[[ PROVIDED RECORDS, beginning ]]
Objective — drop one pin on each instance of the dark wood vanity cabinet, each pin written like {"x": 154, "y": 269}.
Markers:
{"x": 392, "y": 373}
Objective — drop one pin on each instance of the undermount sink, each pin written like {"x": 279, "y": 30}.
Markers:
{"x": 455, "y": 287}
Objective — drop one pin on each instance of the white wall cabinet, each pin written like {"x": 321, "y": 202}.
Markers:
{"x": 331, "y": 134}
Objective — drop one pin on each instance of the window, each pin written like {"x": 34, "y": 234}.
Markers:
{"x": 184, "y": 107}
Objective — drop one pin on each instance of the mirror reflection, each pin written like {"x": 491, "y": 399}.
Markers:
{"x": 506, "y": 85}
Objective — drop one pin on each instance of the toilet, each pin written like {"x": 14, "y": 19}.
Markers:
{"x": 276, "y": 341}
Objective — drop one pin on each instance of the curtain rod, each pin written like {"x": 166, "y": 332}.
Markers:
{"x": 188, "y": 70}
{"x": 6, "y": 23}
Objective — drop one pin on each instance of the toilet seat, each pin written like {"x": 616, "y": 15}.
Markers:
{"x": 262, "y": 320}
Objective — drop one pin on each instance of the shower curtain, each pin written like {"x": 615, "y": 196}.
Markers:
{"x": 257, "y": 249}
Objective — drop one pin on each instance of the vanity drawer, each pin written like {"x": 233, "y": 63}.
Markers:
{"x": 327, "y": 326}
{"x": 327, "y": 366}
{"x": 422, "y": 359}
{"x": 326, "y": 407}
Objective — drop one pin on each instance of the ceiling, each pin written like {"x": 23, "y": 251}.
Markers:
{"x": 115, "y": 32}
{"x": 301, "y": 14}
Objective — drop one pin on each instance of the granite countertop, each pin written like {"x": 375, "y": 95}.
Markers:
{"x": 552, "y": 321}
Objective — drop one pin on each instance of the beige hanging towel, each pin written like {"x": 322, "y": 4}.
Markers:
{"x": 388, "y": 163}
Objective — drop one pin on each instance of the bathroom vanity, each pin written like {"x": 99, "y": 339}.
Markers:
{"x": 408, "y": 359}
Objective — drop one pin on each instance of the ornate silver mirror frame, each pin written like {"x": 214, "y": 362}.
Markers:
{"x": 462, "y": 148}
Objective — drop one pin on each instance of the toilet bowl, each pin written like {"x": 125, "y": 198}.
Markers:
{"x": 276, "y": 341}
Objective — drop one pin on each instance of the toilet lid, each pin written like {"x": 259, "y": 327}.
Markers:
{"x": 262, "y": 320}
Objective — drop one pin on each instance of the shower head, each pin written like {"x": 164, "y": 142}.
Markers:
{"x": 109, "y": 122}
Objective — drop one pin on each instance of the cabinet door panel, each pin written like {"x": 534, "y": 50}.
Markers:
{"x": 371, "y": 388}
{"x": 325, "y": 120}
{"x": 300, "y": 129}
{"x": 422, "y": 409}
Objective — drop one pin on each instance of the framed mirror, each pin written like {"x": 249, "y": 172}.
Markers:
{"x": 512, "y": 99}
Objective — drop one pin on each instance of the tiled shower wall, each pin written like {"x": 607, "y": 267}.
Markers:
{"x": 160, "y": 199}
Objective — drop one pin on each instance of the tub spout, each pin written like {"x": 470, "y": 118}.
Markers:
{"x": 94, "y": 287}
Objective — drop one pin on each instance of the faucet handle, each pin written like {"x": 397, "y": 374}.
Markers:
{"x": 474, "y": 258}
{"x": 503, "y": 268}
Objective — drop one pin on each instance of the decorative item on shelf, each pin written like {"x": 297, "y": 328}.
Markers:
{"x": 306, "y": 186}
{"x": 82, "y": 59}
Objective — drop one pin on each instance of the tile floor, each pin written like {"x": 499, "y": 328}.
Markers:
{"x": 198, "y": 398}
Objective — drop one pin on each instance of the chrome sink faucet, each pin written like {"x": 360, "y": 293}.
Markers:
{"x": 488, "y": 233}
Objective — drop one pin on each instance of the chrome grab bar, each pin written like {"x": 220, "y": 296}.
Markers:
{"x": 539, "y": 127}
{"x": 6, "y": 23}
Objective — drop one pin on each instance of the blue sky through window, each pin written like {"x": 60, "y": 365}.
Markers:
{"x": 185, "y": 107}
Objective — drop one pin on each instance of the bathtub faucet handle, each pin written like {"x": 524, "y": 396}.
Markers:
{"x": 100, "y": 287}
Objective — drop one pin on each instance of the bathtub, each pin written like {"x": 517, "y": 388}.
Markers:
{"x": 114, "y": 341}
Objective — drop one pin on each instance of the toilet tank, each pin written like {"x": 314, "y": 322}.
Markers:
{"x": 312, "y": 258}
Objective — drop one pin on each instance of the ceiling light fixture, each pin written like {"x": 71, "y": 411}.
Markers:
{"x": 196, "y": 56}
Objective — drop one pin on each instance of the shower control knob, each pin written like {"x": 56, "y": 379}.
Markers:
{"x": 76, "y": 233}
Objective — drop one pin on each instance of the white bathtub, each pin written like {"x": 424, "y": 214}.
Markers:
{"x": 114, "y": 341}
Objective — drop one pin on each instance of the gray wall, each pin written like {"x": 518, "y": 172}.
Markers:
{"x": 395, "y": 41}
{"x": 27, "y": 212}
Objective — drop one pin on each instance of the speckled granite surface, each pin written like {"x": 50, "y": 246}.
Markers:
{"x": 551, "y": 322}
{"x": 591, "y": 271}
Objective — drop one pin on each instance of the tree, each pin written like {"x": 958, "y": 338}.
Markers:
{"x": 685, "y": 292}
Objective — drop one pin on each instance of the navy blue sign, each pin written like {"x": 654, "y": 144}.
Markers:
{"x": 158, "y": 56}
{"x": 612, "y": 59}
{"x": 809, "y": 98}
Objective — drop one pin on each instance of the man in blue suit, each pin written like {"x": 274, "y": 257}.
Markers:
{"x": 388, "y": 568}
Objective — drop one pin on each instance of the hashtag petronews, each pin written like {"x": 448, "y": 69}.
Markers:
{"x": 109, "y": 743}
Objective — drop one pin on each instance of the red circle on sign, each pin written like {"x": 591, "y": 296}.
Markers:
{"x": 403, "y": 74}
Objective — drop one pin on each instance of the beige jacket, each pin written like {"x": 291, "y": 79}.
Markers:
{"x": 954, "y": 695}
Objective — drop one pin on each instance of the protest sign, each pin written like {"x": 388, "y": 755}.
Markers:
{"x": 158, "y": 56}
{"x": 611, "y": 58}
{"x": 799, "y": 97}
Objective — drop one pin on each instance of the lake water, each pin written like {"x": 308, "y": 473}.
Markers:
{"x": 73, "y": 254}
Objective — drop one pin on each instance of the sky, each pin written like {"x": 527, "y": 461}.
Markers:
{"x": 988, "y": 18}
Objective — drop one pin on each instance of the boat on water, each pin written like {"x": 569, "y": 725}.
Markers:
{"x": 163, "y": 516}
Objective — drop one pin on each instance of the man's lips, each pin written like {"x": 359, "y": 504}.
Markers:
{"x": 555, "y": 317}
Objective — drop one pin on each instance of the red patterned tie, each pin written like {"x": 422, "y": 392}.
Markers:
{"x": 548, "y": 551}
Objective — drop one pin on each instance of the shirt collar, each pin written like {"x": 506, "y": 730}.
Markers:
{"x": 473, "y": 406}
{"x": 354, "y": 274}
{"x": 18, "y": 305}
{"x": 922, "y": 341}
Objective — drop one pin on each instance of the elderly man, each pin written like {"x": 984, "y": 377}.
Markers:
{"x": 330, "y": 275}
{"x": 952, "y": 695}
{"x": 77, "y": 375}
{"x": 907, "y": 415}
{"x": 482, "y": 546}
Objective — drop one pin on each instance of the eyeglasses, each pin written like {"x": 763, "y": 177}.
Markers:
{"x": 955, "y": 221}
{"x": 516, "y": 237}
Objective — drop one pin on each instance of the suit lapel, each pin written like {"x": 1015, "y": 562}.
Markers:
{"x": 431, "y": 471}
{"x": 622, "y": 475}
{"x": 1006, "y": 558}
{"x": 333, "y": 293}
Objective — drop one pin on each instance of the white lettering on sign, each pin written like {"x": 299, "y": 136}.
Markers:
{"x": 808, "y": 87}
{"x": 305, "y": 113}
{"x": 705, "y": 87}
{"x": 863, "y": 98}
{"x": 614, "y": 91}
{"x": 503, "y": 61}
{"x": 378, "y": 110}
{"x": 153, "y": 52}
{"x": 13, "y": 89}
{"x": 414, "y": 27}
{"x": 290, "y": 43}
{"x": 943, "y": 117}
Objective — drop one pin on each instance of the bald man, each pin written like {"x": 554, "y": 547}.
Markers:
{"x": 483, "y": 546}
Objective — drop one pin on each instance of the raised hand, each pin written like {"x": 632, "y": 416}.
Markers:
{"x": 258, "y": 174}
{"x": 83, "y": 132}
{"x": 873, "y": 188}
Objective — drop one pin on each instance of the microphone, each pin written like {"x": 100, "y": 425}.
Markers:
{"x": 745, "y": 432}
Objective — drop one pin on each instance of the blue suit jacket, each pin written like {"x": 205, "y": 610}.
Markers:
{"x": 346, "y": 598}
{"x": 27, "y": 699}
[[ PROVIDED RECORDS, end ]]
TASK: Scan the entries above and return each line that holds "ceiling".

REPLY:
Objective — drop one pin on each instance of the ceiling, each pin written like {"x": 23, "y": 251}.
Objective — drop one pin on each instance of the ceiling light fixture, each pin written like {"x": 71, "y": 411}.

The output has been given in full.